━━ Righe fornite
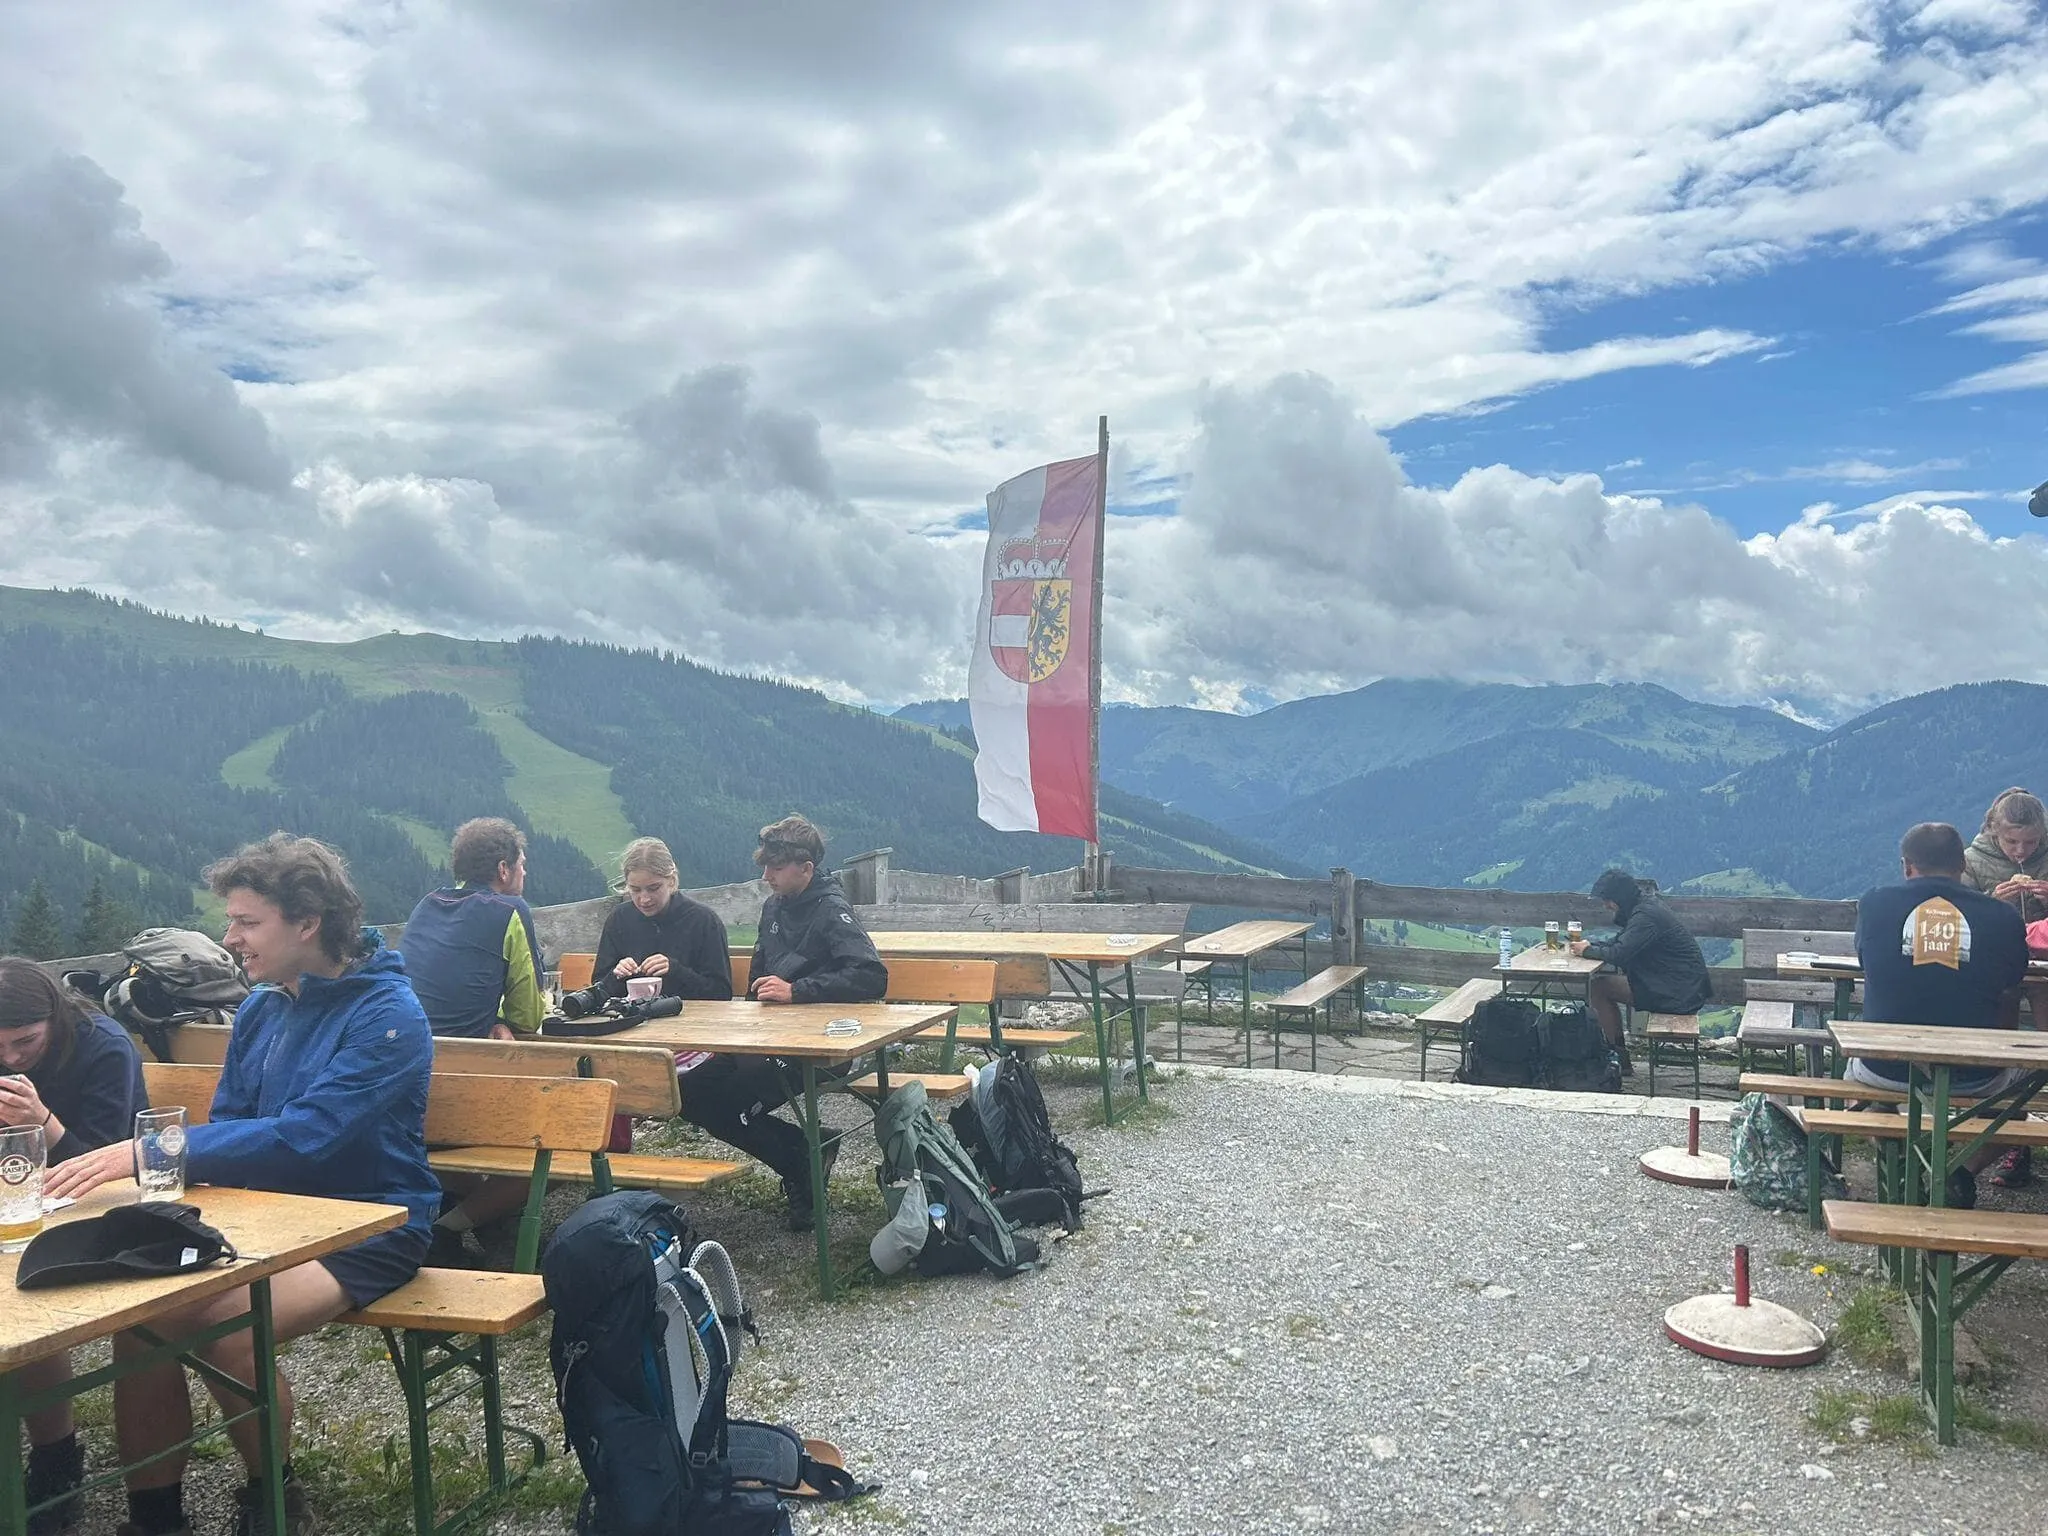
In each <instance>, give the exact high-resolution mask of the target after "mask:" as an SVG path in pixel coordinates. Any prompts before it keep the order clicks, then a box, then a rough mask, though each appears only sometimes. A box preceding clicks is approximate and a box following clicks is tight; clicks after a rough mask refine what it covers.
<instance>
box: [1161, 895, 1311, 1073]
━━━━
━━ Righe fornite
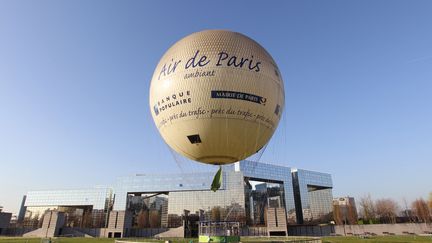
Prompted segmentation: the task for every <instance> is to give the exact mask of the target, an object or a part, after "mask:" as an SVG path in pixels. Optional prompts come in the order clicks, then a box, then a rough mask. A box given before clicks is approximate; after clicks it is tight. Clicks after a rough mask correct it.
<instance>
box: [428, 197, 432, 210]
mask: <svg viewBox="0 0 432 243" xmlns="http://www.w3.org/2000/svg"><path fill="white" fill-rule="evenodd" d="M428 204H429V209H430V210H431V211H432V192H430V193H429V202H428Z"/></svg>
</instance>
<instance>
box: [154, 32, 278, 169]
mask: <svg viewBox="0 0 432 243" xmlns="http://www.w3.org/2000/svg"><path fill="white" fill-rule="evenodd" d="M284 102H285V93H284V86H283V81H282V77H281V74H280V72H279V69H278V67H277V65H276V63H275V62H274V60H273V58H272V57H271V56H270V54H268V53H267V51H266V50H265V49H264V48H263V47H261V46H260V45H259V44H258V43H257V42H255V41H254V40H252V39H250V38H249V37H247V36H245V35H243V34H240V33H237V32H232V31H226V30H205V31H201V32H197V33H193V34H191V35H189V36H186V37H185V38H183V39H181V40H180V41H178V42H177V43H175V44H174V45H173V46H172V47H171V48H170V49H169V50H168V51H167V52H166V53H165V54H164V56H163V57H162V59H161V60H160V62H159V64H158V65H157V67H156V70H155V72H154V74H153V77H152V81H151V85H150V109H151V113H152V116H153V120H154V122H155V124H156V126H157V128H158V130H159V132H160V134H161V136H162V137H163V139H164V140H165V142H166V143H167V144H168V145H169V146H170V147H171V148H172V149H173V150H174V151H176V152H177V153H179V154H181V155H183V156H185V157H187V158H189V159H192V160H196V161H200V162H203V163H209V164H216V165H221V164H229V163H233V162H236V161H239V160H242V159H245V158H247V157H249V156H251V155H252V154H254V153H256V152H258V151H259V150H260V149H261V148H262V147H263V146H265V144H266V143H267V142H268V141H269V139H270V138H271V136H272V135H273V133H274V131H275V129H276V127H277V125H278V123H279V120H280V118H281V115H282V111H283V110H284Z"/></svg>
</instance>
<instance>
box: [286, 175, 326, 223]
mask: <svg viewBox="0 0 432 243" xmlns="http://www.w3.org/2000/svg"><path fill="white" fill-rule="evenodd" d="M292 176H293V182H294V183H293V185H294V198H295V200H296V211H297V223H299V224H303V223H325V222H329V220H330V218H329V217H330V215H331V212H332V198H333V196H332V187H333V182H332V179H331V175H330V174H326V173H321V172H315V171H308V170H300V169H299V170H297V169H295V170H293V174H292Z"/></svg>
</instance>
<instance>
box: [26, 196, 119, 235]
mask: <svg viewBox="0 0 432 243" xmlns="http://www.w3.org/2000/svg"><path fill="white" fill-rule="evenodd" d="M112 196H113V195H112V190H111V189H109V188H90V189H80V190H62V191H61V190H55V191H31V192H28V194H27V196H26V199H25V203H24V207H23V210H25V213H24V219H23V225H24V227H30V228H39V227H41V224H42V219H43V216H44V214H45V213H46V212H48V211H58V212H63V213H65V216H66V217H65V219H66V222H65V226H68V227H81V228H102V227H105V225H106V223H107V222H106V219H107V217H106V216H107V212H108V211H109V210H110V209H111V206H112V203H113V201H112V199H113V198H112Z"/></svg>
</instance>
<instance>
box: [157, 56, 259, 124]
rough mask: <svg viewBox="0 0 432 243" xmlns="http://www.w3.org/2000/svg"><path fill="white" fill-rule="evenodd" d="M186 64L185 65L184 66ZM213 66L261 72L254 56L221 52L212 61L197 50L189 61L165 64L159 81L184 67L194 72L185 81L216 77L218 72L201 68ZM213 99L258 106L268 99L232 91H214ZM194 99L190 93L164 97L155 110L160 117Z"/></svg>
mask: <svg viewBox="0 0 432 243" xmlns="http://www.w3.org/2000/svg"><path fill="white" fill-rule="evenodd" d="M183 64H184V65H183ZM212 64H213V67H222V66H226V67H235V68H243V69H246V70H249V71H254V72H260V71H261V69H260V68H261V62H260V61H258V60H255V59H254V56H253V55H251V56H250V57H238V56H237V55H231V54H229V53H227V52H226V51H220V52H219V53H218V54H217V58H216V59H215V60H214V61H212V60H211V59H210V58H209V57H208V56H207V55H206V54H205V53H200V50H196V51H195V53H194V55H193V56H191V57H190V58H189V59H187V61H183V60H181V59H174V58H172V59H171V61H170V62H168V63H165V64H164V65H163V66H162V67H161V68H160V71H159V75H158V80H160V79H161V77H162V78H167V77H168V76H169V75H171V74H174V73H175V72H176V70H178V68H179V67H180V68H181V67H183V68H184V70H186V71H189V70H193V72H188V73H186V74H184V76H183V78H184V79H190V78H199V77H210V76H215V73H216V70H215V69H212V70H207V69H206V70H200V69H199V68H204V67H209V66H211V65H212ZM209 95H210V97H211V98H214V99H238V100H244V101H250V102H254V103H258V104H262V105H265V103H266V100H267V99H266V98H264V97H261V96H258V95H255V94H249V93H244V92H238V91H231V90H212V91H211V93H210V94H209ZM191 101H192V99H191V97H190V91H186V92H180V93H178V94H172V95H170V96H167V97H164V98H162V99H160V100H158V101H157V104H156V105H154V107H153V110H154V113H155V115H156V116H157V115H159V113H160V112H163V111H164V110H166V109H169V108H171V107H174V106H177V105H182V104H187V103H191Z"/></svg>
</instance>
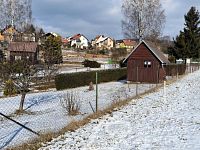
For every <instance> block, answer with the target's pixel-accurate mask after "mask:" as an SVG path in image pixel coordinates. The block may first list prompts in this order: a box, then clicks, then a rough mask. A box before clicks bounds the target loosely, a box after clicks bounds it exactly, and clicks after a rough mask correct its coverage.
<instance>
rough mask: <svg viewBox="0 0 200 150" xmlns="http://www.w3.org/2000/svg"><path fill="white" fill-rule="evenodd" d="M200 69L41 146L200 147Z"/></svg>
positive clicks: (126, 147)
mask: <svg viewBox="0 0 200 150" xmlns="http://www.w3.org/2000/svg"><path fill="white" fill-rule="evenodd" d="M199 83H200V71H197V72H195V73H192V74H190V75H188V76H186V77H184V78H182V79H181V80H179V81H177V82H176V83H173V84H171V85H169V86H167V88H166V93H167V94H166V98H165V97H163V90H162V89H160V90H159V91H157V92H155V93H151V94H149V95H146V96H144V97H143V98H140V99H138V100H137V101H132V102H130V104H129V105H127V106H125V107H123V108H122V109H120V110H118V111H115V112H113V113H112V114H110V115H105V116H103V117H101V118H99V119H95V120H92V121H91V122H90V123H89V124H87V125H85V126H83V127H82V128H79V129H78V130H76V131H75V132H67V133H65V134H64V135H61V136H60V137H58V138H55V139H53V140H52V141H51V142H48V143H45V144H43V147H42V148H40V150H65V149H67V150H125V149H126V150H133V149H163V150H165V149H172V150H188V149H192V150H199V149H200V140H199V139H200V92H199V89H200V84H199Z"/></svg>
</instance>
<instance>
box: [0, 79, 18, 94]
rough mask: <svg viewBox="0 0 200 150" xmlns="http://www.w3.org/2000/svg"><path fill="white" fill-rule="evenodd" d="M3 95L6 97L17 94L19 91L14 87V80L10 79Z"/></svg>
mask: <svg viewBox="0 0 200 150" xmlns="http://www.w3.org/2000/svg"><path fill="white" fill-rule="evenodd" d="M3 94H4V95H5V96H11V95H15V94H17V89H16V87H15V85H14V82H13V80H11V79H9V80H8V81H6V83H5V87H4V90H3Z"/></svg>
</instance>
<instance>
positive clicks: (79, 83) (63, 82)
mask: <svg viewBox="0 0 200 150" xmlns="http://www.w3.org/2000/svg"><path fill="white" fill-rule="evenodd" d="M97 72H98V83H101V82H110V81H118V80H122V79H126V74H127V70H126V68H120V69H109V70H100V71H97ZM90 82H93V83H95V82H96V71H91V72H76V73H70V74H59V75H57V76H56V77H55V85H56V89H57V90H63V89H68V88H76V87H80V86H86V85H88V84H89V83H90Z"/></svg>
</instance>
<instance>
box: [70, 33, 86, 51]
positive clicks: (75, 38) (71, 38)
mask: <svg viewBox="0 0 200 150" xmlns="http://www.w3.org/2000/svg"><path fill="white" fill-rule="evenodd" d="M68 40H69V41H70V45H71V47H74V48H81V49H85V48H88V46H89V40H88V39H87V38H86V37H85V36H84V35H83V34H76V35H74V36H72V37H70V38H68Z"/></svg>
━━━━
Puoi ripetere tali e quali le righe a partire da quella che contiene "In each <instance>, give" fino a quella che contiene "box: [1161, 895, 1311, 1073]", inclusa?

Spazio risposta
In each <instance>, give the exact high-resolution mask of the target after "mask:" as an SVG path in pixel coordinates. Any prompts before it keep the order clicks, then a box, then a rough mask, though each appears only sometimes. A box preceding clicks is approximate and a box following clicks is tight; clicks after a rough mask refine what it covers.
<instance>
box: [1161, 895, 1311, 1073]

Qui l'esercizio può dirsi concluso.